[Stored data]
********************

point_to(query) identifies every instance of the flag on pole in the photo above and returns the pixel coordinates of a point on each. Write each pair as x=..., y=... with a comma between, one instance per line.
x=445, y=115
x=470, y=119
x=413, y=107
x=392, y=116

********************

What you need to do = All entries above are to be reproduced exactly.

Final answer =
point_to(query) identifies every instance of the flag on pole in the photo above and returns the pixel coordinates of a point on each. Write each pair as x=..., y=... with a comma between, one instance per line.
x=445, y=115
x=470, y=119
x=413, y=107
x=392, y=116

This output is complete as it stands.